Transcribe all of the listing below in full.

DATA EXCERPTS:
──────────
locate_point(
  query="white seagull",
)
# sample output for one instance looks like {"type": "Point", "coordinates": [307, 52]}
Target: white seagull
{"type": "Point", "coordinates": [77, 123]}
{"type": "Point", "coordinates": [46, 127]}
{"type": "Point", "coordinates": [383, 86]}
──────────
OUTPUT FOR THIS EXERCISE:
locate_point(
  query="white seagull",
)
# sample output for one instance looks like {"type": "Point", "coordinates": [307, 52]}
Target: white seagull
{"type": "Point", "coordinates": [77, 123]}
{"type": "Point", "coordinates": [46, 127]}
{"type": "Point", "coordinates": [383, 86]}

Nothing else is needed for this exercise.